BLOC DE TEXTE:
"""

La Quinzaine Littéraire - n°1050 - « Une flamme qui pense »

 La Quinzaine Littéraire - n°1050 - « Une flamme qui pense »
01 2011

« Une flamme qui pense » :

Zbigniew Herbert, poèmes et proses

C’est un événement à saluer : les éditions Le Bruit du temps (dirigées par Antoine Jaccottet) entreprennent de publier la traduction des œuvres complètes du grand Polonais Zbigniew Herbert.  Voici, en partie donnée, en partie promise au lecteur, l’une des œuvres poétiques les plus rayonnantes et les plus représentatives de la seconde moitié du XXe siècle européen. La quasi-perfection de beaucoup des poèmes d’Herbert ne peut faire oublier le fond de violence historique sur lequel ils s’enlèvent et dont leur réalisation est, dans le moindre détail, indétachable.
« Herbert, nous explique la traductrice Brigitte Gautier, a publié neuf recueils de poèmes, que Le Bruit du temps éditera chronologiquement en réunissant chaque année trois de ses recueils, parallèlement à l’édition ou à la réédition, également sur un rythme annuel, de ses trois volumes d’essais : Un barbare dans le jardin (1962), Nature morte avec bride et mors(1993) et Le Labyrinthe au bord de la mer (posthume, 2000). »

Cette grande entreprise commence donc par deux superbes volumes, l’un de poèmes (en édition bilingue), l’autre d’essais. Les traductions de Brigitte Gautier ont la précision langagière et la limpidité inquiète que requiert, à l’évidence, la poésie de Herbert. Et les textes sont scrupuleusement introduits ou accompagnés : avant-propos, notes, chronologie...

En tête du volume de poèmes a été judicieusement placée une « conversation de Zbigniew Herbert avec lui-même » (dont Herbert avait fait la préface de ses Poèmes choisis parus à Varsovie en 1973) et intitulée : « écrire des poèmes ». Ne suffirait-il pas de lire cette auto-interview ? On y découvre non seulement des données de divers registres, mais aussi le ton de Herbert. On peut également écouter Milosz lorsqu’il déclare (dans une anthologie de la poésie polonaise parue en anglais en 1965) : « Si la clé de la poésie polonaise contemporaine est l’expérience collective des dernières décennies, Herbert est sans doute celui qui est le plus capable de l’exprimer. »

"""

TRAVAIL À FAIRE:
• A. D'après l'article sur Zbigniew Herbert, combien de recueils de poèmes Herbert a-t-il publiés ?
• B. Dans les enregistrements, reprends les lignes en commençant par celle qui contient « Review the photo and list every snow you » et en allant jusqu'à celle qui contient « 278, 319, 300]] », incluse. Remplace « detect » par « spot » sans rien modifier d'autre.
Le texte et les enregistrements n'ont aucun rapport entre eux.

Entrées de données:
"""

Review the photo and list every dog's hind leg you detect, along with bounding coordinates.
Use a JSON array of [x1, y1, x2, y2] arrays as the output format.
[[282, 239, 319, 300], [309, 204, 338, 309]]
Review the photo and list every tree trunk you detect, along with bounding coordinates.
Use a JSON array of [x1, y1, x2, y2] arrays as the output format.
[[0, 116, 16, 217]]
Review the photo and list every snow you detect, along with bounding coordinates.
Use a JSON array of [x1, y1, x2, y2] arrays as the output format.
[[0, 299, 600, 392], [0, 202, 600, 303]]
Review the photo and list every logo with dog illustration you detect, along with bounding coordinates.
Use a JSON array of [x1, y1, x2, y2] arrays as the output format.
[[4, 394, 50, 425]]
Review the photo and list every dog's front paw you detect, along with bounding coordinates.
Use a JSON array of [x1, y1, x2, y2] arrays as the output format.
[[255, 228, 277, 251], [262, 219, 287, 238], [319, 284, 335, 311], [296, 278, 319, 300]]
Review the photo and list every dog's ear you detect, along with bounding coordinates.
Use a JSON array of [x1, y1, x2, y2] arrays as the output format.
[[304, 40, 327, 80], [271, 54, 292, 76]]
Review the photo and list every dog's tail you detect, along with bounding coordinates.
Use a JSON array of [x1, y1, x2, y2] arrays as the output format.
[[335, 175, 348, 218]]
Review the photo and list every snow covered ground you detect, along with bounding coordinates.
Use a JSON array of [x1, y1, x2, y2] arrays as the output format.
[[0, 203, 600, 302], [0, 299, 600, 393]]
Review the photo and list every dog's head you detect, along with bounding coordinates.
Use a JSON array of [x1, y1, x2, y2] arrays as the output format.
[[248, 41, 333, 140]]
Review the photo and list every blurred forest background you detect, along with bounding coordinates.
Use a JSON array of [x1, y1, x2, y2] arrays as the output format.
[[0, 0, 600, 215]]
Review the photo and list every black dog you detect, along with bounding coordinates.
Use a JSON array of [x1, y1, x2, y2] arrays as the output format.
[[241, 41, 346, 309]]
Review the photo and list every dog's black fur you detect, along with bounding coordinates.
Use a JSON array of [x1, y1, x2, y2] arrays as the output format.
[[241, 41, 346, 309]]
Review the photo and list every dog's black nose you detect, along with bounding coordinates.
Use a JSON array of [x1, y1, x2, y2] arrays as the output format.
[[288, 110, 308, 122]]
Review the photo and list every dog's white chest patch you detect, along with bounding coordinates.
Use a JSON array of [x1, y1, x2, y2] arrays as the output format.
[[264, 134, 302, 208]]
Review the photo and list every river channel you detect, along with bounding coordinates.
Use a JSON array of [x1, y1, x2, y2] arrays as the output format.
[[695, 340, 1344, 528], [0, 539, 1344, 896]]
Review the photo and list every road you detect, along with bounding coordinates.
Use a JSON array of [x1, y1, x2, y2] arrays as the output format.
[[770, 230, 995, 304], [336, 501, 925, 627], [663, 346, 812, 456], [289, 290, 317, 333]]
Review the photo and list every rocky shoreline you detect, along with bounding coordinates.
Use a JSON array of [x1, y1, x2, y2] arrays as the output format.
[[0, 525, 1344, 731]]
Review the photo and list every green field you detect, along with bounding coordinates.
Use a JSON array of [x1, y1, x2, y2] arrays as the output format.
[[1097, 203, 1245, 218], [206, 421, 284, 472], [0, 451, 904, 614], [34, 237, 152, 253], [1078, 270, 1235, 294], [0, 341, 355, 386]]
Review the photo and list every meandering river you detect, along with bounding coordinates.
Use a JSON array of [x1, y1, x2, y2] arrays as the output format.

"""

RÉPONSES RÉDIGÉES:
• A. Neuf recueils.

• B.
Review the photo and list every snow you spot, along with bounding coordinates.
Use a JSON array of [x1, y1, x2, y2] arrays as the output format.
[[0, 299, 600, 392], [0, 202, 600, 303]]
Review the photo and list every logo with dog illustration you spot, along with bounding coordinates.
Use a JSON array of [x1, y1, x2, y2] arrays as the output format.
[[4, 394, 50, 425]]
Review the photo and list every dog's front paw you spot, along with bounding coordinates.
Use a JSON array of [x1, y1, x2, y2] arrays as the output format.
[[255, 228, 277, 251], [262, 219, 287, 238], [319, 284, 335, 311], [296, 278, 319, 300]]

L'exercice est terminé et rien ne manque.